- Short task -
Your task is to retype each line of the data below exactly.

- Raw records -
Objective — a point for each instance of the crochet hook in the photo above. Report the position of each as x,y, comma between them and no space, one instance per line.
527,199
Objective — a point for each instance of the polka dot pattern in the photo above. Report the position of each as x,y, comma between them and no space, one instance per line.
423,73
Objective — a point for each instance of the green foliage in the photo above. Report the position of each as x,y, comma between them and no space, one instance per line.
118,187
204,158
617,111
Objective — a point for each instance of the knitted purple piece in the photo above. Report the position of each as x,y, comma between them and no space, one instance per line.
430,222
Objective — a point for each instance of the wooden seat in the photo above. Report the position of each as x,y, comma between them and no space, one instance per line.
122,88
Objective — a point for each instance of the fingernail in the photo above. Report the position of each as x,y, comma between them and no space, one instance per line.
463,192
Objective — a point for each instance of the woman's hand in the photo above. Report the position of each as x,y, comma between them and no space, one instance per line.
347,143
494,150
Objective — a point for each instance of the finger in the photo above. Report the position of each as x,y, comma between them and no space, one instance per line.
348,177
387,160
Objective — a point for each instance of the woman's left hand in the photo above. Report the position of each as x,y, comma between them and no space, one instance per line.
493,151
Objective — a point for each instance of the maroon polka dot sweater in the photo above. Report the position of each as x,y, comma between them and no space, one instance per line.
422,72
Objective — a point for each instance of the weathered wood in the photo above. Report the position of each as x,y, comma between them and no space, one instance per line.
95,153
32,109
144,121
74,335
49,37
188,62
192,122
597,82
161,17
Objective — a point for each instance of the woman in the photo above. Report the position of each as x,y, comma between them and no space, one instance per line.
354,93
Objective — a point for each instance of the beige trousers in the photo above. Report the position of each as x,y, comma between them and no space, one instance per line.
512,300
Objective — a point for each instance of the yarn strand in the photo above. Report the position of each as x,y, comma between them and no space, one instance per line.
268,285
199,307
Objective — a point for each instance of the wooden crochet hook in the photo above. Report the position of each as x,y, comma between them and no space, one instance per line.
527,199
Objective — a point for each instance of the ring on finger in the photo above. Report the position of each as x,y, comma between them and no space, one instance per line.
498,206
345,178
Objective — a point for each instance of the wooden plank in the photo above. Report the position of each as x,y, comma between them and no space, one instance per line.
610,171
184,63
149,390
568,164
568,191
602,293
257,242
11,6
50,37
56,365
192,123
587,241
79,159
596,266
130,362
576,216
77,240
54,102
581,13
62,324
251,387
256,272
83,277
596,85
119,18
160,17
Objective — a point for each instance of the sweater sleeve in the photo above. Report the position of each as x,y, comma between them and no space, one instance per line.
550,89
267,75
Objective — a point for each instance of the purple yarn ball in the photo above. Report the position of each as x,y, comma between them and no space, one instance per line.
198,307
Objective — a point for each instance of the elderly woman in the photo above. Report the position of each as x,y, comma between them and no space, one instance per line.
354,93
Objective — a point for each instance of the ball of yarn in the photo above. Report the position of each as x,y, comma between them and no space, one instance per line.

- Solution to this exercise -
Objective — a point for each instance of the crochet hook in the photo above. Report the position of each as x,y, comma between them and no space, one instance per line.
527,199
Objective — a point for each instance of the polka dot pattern in the photo above. Report the position of each as x,y, comma between them and no space, one instance per line.
423,73
Objective — a point for each instance of the green foliage in the photo above. Report the position of each as x,y, comma between them and no space, one instance per line.
118,187
204,158
617,111
Objective — a point for each instance of the knitted purple piece in the photo above. Report the position of each as x,y, comma between them and no space, one instance per line.
430,222
Objective — a point for each instance of the wooden seat in the photo above. Report the position of each as x,y, comma between them and no space, one instance per line.
122,88
Objective — a point for each instance of the fingernail in the photo above. Report the position of each as x,y, comma between them and no space, one instance per line.
463,192
Objective — a point for each instance of the woman's hand in the photo above. Report the position of each as x,y, comma between them and no space, one instance per line.
347,143
494,150
Objective — a point for each instance of the finger in the photo above. Report the position of each as x,y, comma between them and no space, one instance per line.
348,177
387,160
Objective — a point for each instance of the woman's left hand in the photo above. Report the position of each as x,y, comma between them and no space, one instance per line.
493,151
Objective — a point for each instance of the maroon polka dot sweater in the photo above. Report the position of each as x,y, comma between them and no space, one instance per line.
422,72
Objective — a point for each instance of the weathered wood in the photo above. Report the position of each as x,y, comma between them and no space, one instance per line.
95,153
32,109
144,121
74,335
49,37
188,62
192,122
597,82
161,17
Objective — a point for each instance of the woman in the photo above. Report the position of each as x,y, comma between them and no space, one instance per line.
354,93
Objective — a point for each instance of the beige trousers in the photo above. Report the position of each as x,y, comma between them and no space, one instance per line.
512,300
Objective — a point for each instance of the yarn strand in the photo above. Report the position of each as x,y, comma between them and no space, one instance per line.
268,285
199,307
Objective — a point for each instance of the wooden crochet hook in the photo above. Report the position of each as x,y, comma between them and no space, one instance per line.
527,199
Objective — a point for each instance of the ring on finger in the photo above. Report the position of each as x,y, comma between them and no space, one instance per line.
498,206
345,178
Objective — a point for each instance of the wooden plank in the photo above. Report the position of each as x,y, comma between them and no space, one instance per line.
610,171
184,63
149,390
568,164
568,191
602,293
257,242
11,6
50,37
56,365
192,123
587,241
79,159
596,266
130,362
576,216
77,240
54,102
581,13
62,324
251,387
256,272
83,277
596,85
119,18
160,17
Objective — a point for each instance of the sweater sleeve in the photo above. Report the position of each as x,y, comma between them and no space, one instance per line.
550,89
267,75
Objective — a point for each instance of the purple yarn ball in the photo above. Report the position of each as x,y, comma between them and no space, one instance per line.
198,307
Objective — a point for each instance of the elderly woman in the photo above. Report the position of each as x,y, comma between them and no space, one instance per line.
354,93
Objective — a point for each instance of the ball of yarn in the photo above. Report the position of each as x,y, comma between them and no space, one instance per line.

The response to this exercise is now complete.